_Exercise requirements_
Please write out the part of the forum thread on a horse's first trot below, starting at "Wow!! She looks" and ending at "a little smoother!", and change "choppy" to "bumpy".

_Text block_
# First trot!!!



## smrobs (Jul 30, 2008)

Great job!!! She looks great and her trot looks like a dream to ride.


----------



## Jillyann (Mar 31, 2009)

Wow!! She looks awesome! Her trot looks sooo good!


----------



## EveningShadows (May 18, 2009)

Thanks! Her trot is a little choppy but I think that's just her age and my weight for the moment...hoping she'll figure out where her feet are and get a little smoother!


----------



## ChevyPrincess (Aug 27, 2009)

Great job! Is that you actually riding? What brand of helmet are you riding with?


----------



## EveningShadows (May 18, 2009)

Yes, that is me riding her...I'm not sure the brand name of the helmet I use but I'll check tonight! Why do you ask?


----------



## MacabreMikolaj (May 9, 2009)

It's a Tipperary.


----------



## ChevyPrincess (Aug 27, 2009)

I am still looking around for a good riding helmet =] Thanks Macabre


----------



## TwisterRush (Sep 8, 2009)

_Given information_
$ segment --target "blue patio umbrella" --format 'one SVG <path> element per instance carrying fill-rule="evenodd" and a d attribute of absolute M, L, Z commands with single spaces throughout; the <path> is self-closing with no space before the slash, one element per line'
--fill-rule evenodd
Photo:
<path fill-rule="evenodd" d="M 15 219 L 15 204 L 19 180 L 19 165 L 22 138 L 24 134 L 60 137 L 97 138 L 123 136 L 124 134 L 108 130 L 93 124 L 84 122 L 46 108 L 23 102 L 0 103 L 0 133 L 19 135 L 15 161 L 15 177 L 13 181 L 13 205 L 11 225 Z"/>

--

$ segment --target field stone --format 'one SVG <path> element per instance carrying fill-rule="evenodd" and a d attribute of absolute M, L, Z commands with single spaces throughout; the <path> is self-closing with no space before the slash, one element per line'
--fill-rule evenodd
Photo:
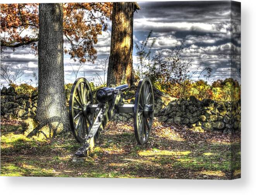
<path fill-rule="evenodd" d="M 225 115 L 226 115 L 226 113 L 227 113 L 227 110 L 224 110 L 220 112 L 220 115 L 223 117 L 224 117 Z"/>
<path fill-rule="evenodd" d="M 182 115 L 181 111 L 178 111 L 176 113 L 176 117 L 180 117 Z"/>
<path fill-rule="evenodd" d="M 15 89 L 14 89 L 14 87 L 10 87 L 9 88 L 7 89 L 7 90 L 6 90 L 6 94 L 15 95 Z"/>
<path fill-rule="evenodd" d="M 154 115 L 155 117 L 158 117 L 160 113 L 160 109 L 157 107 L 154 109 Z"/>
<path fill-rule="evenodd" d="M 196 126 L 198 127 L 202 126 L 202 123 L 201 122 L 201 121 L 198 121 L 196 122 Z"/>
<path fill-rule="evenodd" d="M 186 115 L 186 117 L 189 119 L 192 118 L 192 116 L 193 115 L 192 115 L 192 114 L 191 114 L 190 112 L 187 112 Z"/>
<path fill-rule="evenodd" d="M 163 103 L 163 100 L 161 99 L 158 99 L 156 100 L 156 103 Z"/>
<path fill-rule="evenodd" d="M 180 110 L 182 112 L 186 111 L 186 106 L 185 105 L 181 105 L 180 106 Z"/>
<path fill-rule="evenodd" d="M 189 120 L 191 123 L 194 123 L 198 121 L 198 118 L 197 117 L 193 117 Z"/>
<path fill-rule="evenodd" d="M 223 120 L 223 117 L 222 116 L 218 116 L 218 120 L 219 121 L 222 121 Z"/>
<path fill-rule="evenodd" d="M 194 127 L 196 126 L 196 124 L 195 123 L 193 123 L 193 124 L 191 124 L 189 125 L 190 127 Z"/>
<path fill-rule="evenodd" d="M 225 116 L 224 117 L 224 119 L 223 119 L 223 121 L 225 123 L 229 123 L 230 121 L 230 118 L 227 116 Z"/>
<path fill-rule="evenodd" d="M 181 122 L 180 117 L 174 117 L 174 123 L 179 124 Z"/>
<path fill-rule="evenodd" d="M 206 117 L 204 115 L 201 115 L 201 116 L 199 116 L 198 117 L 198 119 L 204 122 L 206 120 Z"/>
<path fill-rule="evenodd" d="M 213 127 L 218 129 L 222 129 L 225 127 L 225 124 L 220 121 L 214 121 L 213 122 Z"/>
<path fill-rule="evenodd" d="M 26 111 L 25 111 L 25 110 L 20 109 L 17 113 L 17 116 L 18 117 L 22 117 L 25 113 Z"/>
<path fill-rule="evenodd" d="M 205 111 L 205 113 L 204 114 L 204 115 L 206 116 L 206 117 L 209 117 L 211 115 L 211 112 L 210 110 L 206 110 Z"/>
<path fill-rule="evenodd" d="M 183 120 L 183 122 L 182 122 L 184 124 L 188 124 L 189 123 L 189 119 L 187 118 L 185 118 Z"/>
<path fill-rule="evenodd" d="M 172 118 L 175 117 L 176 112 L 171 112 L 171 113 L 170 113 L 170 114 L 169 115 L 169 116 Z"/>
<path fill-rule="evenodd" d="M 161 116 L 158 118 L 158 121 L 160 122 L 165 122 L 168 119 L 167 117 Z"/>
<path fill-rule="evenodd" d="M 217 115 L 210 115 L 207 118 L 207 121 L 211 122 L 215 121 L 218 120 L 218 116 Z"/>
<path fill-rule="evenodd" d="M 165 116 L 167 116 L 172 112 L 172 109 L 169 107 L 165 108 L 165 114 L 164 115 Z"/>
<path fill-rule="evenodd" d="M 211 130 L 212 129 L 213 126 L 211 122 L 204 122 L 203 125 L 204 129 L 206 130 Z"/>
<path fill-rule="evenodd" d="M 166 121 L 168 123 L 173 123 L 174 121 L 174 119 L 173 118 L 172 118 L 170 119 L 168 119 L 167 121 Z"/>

---

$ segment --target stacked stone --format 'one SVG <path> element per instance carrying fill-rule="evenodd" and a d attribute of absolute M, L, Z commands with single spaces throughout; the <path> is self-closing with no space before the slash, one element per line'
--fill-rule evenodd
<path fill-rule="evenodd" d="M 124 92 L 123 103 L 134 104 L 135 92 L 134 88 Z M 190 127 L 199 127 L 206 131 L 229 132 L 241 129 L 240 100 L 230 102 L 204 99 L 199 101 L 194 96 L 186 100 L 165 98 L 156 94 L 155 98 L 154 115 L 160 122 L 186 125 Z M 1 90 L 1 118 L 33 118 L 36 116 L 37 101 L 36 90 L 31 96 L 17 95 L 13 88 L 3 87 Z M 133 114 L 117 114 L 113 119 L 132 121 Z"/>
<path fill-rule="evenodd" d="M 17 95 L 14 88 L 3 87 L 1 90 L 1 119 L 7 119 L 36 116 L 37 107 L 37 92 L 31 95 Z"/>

_Result_
Wow!! She looks awesome! Her trot looks sooo good!


----------



## EveningShadows (May 18, 2009)

Thanks! Her trot is a little bumpy but I think that's just her age and my weight for the moment...hoping she'll figure out where her feet are and get a little smoother!